HOW TO COMPLETE THIS TASK: Can you switch every "positive clicks" in the entries below to "foreground clicks" and return the lines with nothing else changed?

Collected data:
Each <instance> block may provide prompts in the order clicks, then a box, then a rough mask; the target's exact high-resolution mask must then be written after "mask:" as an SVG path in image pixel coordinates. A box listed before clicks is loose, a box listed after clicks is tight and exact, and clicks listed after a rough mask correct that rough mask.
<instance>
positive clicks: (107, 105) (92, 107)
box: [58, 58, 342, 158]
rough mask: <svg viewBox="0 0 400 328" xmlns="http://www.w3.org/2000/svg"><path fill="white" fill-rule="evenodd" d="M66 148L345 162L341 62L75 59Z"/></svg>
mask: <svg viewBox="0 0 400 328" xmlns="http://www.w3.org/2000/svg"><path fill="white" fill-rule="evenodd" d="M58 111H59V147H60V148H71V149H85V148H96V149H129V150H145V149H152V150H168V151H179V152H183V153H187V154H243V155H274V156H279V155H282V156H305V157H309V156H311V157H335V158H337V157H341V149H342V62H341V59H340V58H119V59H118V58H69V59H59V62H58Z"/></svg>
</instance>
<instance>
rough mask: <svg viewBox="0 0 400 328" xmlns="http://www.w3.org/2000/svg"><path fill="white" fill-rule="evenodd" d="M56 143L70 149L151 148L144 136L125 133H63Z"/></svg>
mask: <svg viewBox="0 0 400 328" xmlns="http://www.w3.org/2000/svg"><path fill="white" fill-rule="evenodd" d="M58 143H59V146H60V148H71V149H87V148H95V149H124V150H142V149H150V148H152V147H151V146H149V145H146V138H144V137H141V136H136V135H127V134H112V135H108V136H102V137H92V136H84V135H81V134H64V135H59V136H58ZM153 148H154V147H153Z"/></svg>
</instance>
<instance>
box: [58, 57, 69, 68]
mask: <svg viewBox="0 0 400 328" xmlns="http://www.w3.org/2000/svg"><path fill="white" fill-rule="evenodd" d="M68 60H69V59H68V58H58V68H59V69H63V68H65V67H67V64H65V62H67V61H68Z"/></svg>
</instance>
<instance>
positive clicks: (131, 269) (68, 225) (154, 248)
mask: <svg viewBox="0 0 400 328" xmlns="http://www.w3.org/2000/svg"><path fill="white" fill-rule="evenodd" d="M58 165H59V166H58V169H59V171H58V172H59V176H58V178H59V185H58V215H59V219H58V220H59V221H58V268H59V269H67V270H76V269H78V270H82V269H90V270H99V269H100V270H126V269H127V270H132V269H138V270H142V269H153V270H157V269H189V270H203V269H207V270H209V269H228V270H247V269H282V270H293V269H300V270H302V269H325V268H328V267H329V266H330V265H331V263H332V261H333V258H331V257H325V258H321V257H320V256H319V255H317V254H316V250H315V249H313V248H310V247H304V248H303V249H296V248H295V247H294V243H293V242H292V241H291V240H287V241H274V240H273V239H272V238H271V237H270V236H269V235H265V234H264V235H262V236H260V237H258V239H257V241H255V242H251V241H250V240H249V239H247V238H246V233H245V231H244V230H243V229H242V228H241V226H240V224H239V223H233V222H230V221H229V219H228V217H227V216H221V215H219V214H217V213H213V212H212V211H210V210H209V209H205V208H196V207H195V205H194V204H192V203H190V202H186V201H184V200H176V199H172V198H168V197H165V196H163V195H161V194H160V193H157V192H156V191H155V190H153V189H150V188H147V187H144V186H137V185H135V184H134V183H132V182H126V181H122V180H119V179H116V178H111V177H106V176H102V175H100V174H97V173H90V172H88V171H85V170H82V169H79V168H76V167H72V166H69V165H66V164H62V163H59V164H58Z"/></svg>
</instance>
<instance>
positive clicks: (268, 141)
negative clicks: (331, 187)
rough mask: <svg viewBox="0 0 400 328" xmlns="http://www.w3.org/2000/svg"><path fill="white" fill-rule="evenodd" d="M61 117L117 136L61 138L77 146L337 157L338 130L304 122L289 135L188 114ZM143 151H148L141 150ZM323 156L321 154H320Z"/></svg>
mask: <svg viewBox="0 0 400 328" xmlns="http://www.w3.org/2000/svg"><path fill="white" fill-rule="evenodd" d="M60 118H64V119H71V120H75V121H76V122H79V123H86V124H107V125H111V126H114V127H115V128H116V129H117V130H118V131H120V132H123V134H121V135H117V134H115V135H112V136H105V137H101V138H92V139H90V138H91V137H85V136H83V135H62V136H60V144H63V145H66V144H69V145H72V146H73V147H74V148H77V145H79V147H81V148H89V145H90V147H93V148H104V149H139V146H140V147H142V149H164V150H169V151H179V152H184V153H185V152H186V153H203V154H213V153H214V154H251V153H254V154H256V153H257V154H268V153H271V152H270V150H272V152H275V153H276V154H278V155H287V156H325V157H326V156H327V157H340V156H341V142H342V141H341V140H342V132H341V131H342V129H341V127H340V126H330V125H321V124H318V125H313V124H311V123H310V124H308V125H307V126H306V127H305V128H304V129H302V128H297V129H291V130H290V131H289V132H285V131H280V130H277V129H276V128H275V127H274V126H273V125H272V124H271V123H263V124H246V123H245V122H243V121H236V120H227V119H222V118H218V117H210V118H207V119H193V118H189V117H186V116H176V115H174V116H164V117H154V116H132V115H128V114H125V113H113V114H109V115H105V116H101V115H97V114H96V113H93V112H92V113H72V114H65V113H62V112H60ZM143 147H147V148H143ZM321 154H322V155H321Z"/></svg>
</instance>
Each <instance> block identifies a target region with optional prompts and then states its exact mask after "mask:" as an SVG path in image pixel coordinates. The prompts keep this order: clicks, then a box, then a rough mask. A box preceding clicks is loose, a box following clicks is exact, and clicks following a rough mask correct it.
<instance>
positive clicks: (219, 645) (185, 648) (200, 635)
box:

SOLUTION TO THIS EXERCISE:
Each <instance> block may provide prompts in the order clicks, then a box, then a rough mask; the target's exact high-resolution mask must then be written after "mask:" as an SVG path in image pixel coordinates. A box listed before clicks is loose, a box listed after clicks is tight and exact, and clicks listed after a rough mask correct that rough mask.
<instance>
foreground clicks: (107, 105) (92, 107)
box: [58, 58, 342, 158]
rough mask: <svg viewBox="0 0 400 328" xmlns="http://www.w3.org/2000/svg"><path fill="white" fill-rule="evenodd" d="M66 148L345 162L341 62L75 59Z"/></svg>
mask: <svg viewBox="0 0 400 328" xmlns="http://www.w3.org/2000/svg"><path fill="white" fill-rule="evenodd" d="M58 111H59V147H60V148H71V149H85V148H96V149H129V150H145V149H152V150H168V151H179V152H183V153H187V154H243V155H274V156H279V155H282V156H305V157H309V156H311V157H335V158H337V157H341V149H342V62H341V59H340V58H119V59H118V58H69V59H59V62H58Z"/></svg>
</instance>
<instance>
rough mask: <svg viewBox="0 0 400 328" xmlns="http://www.w3.org/2000/svg"><path fill="white" fill-rule="evenodd" d="M56 143L70 149L151 148L144 136L125 133H63Z"/></svg>
mask: <svg viewBox="0 0 400 328" xmlns="http://www.w3.org/2000/svg"><path fill="white" fill-rule="evenodd" d="M58 143H59V146H60V148H71V149H87V148H95V149H124V150H142V149H150V148H152V147H151V146H149V145H146V138H144V137H141V136H136V135H127V134H112V135H108V136H102V137H92V136H84V135H81V134H64V135H59V136H58ZM153 148H154V147H153Z"/></svg>
</instance>
<instance>
box: [58, 57, 69, 68]
mask: <svg viewBox="0 0 400 328" xmlns="http://www.w3.org/2000/svg"><path fill="white" fill-rule="evenodd" d="M68 60H69V59H68V58H58V68H59V69H63V68H65V67H67V64H65V62H67V61H68Z"/></svg>
</instance>
<instance>
foreground clicks: (131, 269) (68, 225) (154, 248)
mask: <svg viewBox="0 0 400 328" xmlns="http://www.w3.org/2000/svg"><path fill="white" fill-rule="evenodd" d="M58 165H59V166H58V169H59V171H58V172H59V176H58V178H59V185H58V215H59V219H58V220H59V221H58V268H59V269H67V270H76V269H78V270H82V269H90V270H99V269H100V270H126V269H127V270H132V269H138V270H142V269H153V270H157V269H189V270H203V269H207V270H209V269H228V270H247V269H282V270H293V269H300V270H302V269H325V268H328V267H329V266H330V265H331V263H332V261H333V258H331V257H325V258H321V257H320V256H319V255H317V254H316V250H315V249H313V248H310V247H304V248H303V249H296V248H295V247H294V243H293V242H292V241H291V240H287V241H274V240H273V239H272V238H271V237H270V236H269V235H265V234H264V235H262V236H260V237H258V239H257V241H255V242H251V241H250V240H249V239H247V238H246V233H245V231H244V230H243V229H242V228H241V226H240V224H239V223H233V222H230V221H229V219H228V217H227V216H221V215H219V214H217V213H213V212H212V211H210V210H209V209H205V208H196V207H195V205H194V204H192V203H190V202H186V201H184V200H176V199H172V198H168V197H165V196H163V195H161V194H160V193H157V192H156V191H155V190H153V189H150V188H147V187H144V186H137V185H135V184H134V183H132V182H126V181H122V180H119V179H116V178H111V177H106V176H102V175H100V174H97V173H90V172H88V171H85V170H82V169H79V168H76V167H72V166H69V165H66V164H62V163H59V164H58Z"/></svg>
</instance>
<instance>
foreground clicks: (268, 141)
negative clicks: (331, 187)
rough mask: <svg viewBox="0 0 400 328" xmlns="http://www.w3.org/2000/svg"><path fill="white" fill-rule="evenodd" d="M61 117L117 136L61 138L77 146L337 157L338 130L304 122L289 135L188 114ZM143 151H148L141 150ZM323 156L321 154H320Z"/></svg>
mask: <svg viewBox="0 0 400 328" xmlns="http://www.w3.org/2000/svg"><path fill="white" fill-rule="evenodd" d="M60 118H64V119H71V120H75V121H76V122H79V123H86V124H107V125H111V126H114V127H115V128H116V129H117V130H118V131H120V132H123V134H121V135H117V134H115V135H112V136H105V137H101V138H92V139H90V138H91V137H85V136H83V135H62V136H60V144H63V145H66V144H69V145H72V146H73V147H74V148H77V145H79V147H81V148H89V145H90V147H93V148H104V149H139V146H140V147H142V149H164V150H169V151H179V152H184V153H185V152H186V153H203V154H213V153H214V154H251V153H254V154H256V153H257V154H268V153H271V152H270V150H272V152H275V153H276V154H278V155H287V156H325V157H326V156H327V157H340V156H341V142H342V141H341V140H342V132H341V131H342V129H341V127H340V126H330V125H321V124H318V125H313V124H311V123H310V124H308V125H307V126H306V127H305V128H304V129H302V128H297V129H291V130H290V131H289V132H285V131H280V130H277V129H276V128H275V127H274V126H273V125H272V124H271V123H263V124H246V123H245V122H243V121H236V120H227V119H222V118H218V117H210V118H207V119H193V118H189V117H186V116H176V115H174V116H164V117H154V116H132V115H128V114H125V113H113V114H109V115H105V116H101V115H97V114H96V113H93V112H92V113H72V114H65V113H62V112H60ZM143 147H147V148H143ZM321 154H322V155H321Z"/></svg>
</instance>
Each <instance> block identifies a target region with optional prompts and then states its exact mask after "mask:" as an SVG path in image pixel coordinates. The prompts keep this order: clicks, then a box, then a rough mask. A box preceding clicks is loose, a box following clicks is exact, and clicks following a rough mask correct it.
<instance>
foreground clicks: (219, 645) (185, 648) (200, 635)
box:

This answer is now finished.